Goal of the exercise: Arrange the lines of the records below as a Markdown table with the columns Row and Line, covering everything from the line containing "Place one point on every instance of the bowl" down to the line containing "[(39, 481)]". Include both of those lines and leave out any blank lines.

BEGIN Recorded data

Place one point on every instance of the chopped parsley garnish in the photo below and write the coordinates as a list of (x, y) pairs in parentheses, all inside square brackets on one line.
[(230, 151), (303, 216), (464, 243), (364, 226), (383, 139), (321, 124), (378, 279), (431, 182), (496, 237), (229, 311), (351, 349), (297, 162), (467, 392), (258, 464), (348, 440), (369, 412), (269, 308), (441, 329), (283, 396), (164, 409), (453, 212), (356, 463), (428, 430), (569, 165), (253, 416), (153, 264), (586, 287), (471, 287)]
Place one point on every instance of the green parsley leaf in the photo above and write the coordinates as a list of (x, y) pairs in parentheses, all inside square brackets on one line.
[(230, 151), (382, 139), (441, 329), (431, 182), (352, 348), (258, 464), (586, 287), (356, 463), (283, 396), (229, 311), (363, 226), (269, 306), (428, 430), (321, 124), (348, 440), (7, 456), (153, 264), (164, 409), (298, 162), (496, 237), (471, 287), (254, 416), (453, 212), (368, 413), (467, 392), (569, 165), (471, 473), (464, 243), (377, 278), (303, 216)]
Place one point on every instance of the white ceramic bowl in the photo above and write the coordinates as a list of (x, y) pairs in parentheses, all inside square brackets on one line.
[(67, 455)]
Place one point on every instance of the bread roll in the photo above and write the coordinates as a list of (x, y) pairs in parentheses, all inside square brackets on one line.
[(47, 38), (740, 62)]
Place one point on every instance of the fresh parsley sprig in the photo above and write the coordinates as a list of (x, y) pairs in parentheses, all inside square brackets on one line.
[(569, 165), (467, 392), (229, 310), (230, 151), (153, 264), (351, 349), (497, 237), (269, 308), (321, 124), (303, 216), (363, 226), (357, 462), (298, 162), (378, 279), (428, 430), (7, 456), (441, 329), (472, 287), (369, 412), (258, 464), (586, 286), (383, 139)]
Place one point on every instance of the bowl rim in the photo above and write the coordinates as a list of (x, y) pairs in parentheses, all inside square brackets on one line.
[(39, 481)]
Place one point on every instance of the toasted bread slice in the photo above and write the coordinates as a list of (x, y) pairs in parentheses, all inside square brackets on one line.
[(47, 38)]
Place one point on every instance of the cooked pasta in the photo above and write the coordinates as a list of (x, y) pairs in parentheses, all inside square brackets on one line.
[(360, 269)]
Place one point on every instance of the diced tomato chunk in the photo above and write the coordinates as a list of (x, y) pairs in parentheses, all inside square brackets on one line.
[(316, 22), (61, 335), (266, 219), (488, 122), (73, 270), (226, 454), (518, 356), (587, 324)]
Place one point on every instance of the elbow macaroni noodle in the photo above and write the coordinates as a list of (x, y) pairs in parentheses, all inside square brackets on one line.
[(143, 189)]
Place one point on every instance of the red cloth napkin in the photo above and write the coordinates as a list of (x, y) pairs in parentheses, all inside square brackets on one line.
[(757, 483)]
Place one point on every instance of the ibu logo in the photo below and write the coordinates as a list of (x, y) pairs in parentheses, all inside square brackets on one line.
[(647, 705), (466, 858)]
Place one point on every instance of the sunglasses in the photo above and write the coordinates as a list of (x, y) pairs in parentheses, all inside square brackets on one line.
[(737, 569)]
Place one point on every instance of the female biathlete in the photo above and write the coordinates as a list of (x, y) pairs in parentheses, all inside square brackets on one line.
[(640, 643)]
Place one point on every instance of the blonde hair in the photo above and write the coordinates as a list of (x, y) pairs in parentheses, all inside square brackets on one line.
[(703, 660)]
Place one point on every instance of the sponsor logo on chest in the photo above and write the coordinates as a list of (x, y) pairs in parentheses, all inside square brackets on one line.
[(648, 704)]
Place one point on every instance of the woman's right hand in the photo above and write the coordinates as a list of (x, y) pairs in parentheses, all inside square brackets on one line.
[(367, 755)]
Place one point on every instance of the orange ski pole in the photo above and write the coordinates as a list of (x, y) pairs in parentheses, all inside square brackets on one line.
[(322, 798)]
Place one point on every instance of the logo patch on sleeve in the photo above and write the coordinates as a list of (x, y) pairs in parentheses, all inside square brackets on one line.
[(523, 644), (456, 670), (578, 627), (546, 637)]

END Recorded data

Complete answer:
| Row | Line |
|---|---|
| 1 | Place one point on every instance of the bowl rim in the photo above and write the coordinates as a list of (x, y) pairs in parentheses, all inside square brackets on one line. |
| 2 | [(39, 481)] |